Copy out all the entries exactly.
## BEGIN PROVIDED RECORDS
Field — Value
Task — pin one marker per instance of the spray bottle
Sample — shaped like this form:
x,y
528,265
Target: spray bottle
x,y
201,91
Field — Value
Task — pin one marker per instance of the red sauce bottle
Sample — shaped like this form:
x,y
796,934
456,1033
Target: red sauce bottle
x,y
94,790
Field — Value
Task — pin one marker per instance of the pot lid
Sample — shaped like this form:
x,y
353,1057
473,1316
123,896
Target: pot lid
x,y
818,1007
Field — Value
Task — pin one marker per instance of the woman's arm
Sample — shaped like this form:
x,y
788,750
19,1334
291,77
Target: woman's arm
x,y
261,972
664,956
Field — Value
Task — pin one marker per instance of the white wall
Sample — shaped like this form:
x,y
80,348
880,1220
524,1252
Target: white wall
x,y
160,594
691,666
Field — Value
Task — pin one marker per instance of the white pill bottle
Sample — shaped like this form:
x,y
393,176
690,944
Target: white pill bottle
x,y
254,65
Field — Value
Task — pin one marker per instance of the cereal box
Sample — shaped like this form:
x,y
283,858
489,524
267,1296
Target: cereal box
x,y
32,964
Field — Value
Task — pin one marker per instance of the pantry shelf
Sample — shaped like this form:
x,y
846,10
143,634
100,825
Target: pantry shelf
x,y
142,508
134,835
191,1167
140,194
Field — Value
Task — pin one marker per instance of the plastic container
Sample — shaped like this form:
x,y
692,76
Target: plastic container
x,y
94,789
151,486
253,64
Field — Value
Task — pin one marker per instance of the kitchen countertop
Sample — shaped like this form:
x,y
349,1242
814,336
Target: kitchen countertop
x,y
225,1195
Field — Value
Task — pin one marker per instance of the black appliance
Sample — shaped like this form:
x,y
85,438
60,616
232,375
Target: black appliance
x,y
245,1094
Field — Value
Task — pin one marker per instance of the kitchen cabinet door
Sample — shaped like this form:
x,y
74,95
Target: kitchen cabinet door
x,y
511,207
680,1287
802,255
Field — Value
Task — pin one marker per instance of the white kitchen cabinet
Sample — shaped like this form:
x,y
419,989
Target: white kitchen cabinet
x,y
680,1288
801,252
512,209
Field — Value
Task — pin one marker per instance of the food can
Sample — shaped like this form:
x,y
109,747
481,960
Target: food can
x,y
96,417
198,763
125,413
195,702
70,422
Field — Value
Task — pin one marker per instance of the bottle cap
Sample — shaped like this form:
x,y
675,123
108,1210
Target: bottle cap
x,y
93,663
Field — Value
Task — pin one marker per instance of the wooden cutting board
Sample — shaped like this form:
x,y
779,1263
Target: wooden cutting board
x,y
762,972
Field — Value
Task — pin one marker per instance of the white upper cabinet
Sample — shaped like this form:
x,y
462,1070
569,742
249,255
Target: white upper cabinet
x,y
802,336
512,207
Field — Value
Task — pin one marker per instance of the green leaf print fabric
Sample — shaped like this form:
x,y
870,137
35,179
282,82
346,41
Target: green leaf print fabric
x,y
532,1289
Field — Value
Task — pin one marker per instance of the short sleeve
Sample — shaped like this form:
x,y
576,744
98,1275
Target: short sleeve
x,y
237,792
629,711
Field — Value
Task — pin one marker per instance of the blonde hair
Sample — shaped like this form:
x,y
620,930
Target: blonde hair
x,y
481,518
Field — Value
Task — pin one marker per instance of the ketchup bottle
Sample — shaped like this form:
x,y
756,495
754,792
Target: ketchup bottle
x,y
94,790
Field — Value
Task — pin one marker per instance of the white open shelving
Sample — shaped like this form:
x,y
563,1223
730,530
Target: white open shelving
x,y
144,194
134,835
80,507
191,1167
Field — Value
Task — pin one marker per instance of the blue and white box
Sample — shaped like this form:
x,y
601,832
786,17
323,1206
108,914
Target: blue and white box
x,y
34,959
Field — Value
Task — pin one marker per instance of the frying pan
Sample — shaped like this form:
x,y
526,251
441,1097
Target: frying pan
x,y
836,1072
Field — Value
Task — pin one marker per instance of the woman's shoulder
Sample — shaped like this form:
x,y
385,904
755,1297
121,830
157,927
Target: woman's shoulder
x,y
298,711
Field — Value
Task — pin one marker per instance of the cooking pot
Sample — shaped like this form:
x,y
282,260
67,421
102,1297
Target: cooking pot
## END PROVIDED RECORDS
RESULT –
Field — Value
Task — pin one marker per instance of the spray bottle
Sample — shaped like this form:
x,y
528,265
Target: spray bottle
x,y
201,91
Field — Value
Task — pin one marker per instance of the red sauce bottle
Sample — shaped like this form:
x,y
796,934
456,1033
Target: red sauce bottle
x,y
94,790
Field — Value
Task — pin one marker per instance of the pot lid
Sample — shaped like this form:
x,y
353,1057
473,1316
123,896
Target: pot lid
x,y
818,1007
Field — Value
Task — pin one marker per instance of the woman's arm
Sample — shaped like this form:
x,y
788,750
19,1334
291,77
Target: woman's arm
x,y
261,972
664,956
Field — Value
Task — pin one marker per instance of the white wall
Sample — shaped like this form:
x,y
80,348
880,1220
524,1252
Target: white wall
x,y
160,594
691,666
Field — Value
Task — pin one marker per instance of the white pill bottle
Sample — shaped like this form:
x,y
393,176
690,944
Target: white pill bottle
x,y
254,65
Field — Value
Task — pin one marker per instance of the cereal box
Sample — shaped like this form:
x,y
283,858
489,524
267,1296
Target: cereal box
x,y
32,964
Field — Value
Task — pin one marker per instance of the pantry shelf
Sample — shaped like this form:
x,y
846,10
143,634
100,825
Target: pantry shelf
x,y
142,508
134,835
191,1167
140,194
Field — Value
Task — pin one marker per instance of the plastic container
Sample — shaped like this form:
x,y
692,76
Target: plastic container
x,y
94,789
151,486
253,64
Field — Value
Task — pin one marker per instance of the kitchen countertop
Sample — shaped like this form:
x,y
349,1242
814,336
Target: kitchen countertop
x,y
225,1195
Field — Value
Task — pin one marker per instance of the black appliance
Sample — shaped like this form:
x,y
85,438
60,616
232,375
Target: black appliance
x,y
245,1094
Field — Value
Task — pin one marker per instance of the kitchen cabinet door
Sample — shaped like this form:
x,y
74,95
Target: kitchen cabinet door
x,y
511,207
680,1287
802,255
Field — Value
Task — pin one marker per instance of the white kitchen cabinet
Sample — shaped like this form:
x,y
419,989
Target: white kitchen cabinet
x,y
680,1288
801,252
512,209
Field — Value
Task — pin one marker per instance of the food can
Sample — shaped like this form:
x,y
109,747
481,960
Target: food can
x,y
96,417
198,763
125,413
195,702
70,422
Field — Value
Task — pin one marker per instance of the bottle cap
Sample — shaped like this form:
x,y
675,123
108,1210
Target: bottle cap
x,y
93,663
Field — Value
Task — pin one marker per instance of the wooden cutting board
Sample — shaped like this form:
x,y
779,1263
Target: wooden cutting board
x,y
762,972
Field — Value
Task — pin one marker per instance of the white upper cabinet
Sample — shaped like this form:
x,y
462,1070
569,742
249,255
Target: white upper cabinet
x,y
802,336
512,207
Field — Value
Task — pin one marker per instance of the green leaf print fabric
Sample — shaped like this form:
x,y
870,137
35,179
282,82
346,41
Target: green leaf print fabric
x,y
532,1289
Field — Value
Task — pin one marker per instance of the short sleeve
Sample — shaped like this form:
x,y
576,744
98,1275
Target: short sleeve
x,y
237,792
629,711
Field — Value
Task — pin one marker per instance of the blonde hair
Sample — shaped like this form:
x,y
620,930
Target: blonde hair
x,y
481,518
Field — Value
Task — pin one marker per instance of the ketchup bottle
Sample — shaped like this form:
x,y
756,495
754,792
Target: ketchup bottle
x,y
94,790
Field — Value
Task — pin one marker per instance of the white open shelving
Sample — shaped like this form:
x,y
563,1223
730,530
Target: white open shelving
x,y
144,194
134,835
80,507
191,1167
Field — Value
Task — pin one marker per instance of the blue and white box
Sample — shaped like this form:
x,y
601,832
786,17
323,1206
108,914
Target: blue and white box
x,y
34,959
Field — Value
Task — pin one marker per instance of the frying pan
Sample — shaped like this form:
x,y
526,251
441,1097
Target: frying pan
x,y
836,1072
Field — Value
Task — pin one marker per instance of the woman's shoulder
Sample — shaped like this form:
x,y
385,904
755,1297
121,830
157,927
Target: woman's shoulder
x,y
298,711
Field — Value
Task — pin one marker per instance of the cooking pot
Sample — shaped like this form:
x,y
282,260
67,421
102,1297
Target: cooking pot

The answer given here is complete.